* _PROBLEM DETAILS_
Count the lines in the material below that contain the word "white" and reply with only that number.

* _SUPPLIED DATA_
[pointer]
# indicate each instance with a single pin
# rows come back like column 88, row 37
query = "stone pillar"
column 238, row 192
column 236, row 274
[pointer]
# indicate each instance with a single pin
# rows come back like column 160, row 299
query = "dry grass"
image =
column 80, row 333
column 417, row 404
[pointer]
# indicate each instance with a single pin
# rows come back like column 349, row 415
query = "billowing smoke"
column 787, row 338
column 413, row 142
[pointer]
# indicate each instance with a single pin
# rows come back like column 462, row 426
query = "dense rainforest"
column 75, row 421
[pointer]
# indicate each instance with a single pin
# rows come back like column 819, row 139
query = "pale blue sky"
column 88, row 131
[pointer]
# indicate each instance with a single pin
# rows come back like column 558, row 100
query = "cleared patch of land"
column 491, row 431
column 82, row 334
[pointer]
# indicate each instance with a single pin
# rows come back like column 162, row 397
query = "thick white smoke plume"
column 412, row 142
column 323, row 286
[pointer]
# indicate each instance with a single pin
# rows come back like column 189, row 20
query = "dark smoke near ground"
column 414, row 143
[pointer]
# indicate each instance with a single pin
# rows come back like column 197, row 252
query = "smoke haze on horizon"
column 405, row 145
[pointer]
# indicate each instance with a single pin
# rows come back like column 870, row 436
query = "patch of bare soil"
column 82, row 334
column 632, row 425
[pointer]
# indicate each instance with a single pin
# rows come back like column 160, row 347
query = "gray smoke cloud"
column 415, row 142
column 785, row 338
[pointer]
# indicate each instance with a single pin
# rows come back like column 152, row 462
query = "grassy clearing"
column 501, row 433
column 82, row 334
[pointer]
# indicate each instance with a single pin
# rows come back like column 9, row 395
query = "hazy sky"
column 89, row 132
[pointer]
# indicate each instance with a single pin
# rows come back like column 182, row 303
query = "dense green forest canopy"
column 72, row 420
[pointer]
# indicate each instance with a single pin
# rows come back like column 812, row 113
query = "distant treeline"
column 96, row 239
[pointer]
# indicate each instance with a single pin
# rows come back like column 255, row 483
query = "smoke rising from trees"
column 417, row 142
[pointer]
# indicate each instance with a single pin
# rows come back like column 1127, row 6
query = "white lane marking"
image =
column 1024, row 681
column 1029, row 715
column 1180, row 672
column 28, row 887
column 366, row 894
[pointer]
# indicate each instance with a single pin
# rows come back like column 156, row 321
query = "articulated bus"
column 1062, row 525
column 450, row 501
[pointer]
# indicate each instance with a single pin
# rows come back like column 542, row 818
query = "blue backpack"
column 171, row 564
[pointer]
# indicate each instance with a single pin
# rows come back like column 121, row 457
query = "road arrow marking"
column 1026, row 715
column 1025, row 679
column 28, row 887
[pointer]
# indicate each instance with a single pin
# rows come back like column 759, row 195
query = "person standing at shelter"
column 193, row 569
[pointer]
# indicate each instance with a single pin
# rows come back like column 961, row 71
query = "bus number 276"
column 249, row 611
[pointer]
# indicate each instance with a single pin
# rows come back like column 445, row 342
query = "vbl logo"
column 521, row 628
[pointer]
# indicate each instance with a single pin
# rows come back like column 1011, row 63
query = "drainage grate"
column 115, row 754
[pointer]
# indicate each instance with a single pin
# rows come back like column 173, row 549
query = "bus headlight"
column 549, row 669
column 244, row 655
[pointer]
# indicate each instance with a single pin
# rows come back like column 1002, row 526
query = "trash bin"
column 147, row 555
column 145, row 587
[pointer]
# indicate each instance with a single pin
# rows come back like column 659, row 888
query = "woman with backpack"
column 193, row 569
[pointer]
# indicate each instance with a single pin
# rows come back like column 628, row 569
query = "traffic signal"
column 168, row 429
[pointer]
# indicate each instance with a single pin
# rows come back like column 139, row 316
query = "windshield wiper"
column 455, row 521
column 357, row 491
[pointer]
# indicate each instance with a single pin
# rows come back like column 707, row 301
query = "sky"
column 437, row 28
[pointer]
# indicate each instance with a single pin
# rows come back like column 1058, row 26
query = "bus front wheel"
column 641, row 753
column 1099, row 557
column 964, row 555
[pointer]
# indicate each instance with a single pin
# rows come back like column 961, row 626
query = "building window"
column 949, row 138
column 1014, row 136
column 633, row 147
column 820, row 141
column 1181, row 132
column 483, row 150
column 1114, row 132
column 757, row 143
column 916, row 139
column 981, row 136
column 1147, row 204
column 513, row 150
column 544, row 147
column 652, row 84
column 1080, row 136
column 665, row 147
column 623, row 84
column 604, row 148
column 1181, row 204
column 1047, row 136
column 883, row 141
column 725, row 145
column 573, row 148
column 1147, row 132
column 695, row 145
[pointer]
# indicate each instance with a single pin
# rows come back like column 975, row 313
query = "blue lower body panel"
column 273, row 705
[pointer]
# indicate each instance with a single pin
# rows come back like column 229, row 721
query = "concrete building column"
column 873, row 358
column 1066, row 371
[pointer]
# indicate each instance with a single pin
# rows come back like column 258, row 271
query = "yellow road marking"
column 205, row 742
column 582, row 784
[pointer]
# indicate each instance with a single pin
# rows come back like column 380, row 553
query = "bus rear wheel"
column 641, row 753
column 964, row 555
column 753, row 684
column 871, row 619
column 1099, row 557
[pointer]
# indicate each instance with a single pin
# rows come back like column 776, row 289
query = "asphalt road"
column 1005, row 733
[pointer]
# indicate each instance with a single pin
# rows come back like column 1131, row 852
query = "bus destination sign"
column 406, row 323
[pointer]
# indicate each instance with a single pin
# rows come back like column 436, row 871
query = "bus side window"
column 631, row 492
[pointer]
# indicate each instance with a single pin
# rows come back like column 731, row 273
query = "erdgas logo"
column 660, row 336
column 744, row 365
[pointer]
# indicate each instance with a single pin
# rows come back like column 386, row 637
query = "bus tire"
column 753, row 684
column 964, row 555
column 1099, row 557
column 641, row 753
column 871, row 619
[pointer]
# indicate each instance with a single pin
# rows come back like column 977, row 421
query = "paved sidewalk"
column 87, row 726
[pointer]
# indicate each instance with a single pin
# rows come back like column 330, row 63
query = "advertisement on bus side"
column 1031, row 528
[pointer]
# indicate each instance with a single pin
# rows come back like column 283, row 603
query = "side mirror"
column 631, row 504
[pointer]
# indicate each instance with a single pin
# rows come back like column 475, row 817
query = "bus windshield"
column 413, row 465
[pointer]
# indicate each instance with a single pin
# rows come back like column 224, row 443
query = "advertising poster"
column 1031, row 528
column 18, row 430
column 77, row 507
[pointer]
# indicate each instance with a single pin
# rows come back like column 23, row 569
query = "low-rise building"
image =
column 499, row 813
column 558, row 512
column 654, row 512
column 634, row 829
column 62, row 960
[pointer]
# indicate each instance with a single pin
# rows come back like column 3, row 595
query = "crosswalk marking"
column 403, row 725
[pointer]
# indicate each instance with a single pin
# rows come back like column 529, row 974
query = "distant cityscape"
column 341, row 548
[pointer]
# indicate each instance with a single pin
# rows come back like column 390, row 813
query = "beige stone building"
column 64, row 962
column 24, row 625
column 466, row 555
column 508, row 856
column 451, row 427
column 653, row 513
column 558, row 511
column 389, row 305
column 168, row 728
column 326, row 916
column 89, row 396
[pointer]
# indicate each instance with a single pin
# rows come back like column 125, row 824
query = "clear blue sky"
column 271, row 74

* _EXERCISE SOLUTION_
2